TASK | Identify each line in the items below that contains the word "water", and copy those lines out in full.

DATASET EXCERPTS |
* * *
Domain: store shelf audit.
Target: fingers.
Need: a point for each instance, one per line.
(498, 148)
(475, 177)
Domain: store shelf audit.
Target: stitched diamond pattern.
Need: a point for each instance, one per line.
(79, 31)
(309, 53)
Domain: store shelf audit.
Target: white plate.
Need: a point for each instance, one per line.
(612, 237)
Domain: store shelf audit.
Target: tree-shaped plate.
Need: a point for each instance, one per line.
* * *
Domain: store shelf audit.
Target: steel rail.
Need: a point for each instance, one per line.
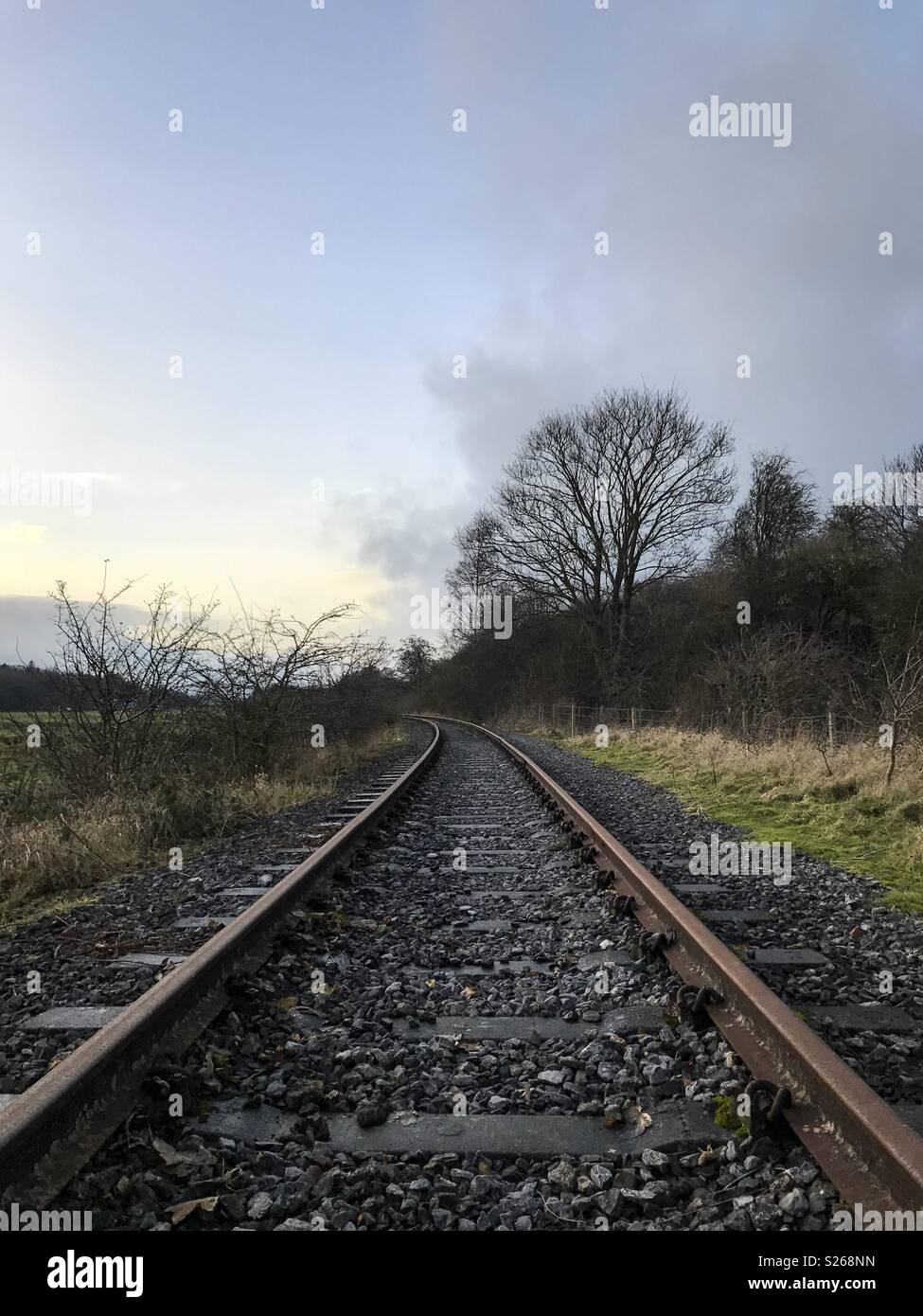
* * *
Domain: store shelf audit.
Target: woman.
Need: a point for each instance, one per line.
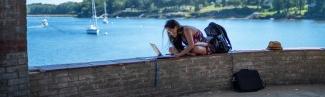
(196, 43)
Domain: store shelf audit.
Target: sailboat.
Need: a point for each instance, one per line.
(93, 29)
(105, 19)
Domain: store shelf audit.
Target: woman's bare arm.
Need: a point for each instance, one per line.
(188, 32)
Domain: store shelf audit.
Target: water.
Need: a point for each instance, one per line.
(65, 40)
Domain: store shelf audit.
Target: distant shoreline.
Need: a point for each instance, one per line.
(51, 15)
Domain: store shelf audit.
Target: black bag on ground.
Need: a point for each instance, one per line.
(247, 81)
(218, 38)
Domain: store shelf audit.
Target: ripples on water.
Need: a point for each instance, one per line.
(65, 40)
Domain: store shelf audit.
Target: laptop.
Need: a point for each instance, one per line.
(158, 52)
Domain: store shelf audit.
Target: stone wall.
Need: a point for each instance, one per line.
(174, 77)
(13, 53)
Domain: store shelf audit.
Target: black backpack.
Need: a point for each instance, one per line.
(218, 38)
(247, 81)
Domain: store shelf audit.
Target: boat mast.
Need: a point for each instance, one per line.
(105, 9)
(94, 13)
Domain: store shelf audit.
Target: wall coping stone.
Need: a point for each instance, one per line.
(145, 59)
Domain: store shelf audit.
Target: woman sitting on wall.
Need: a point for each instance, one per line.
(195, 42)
* * *
SOLUTION TO THIS TASK |
Target: water.
Target: ripples on water.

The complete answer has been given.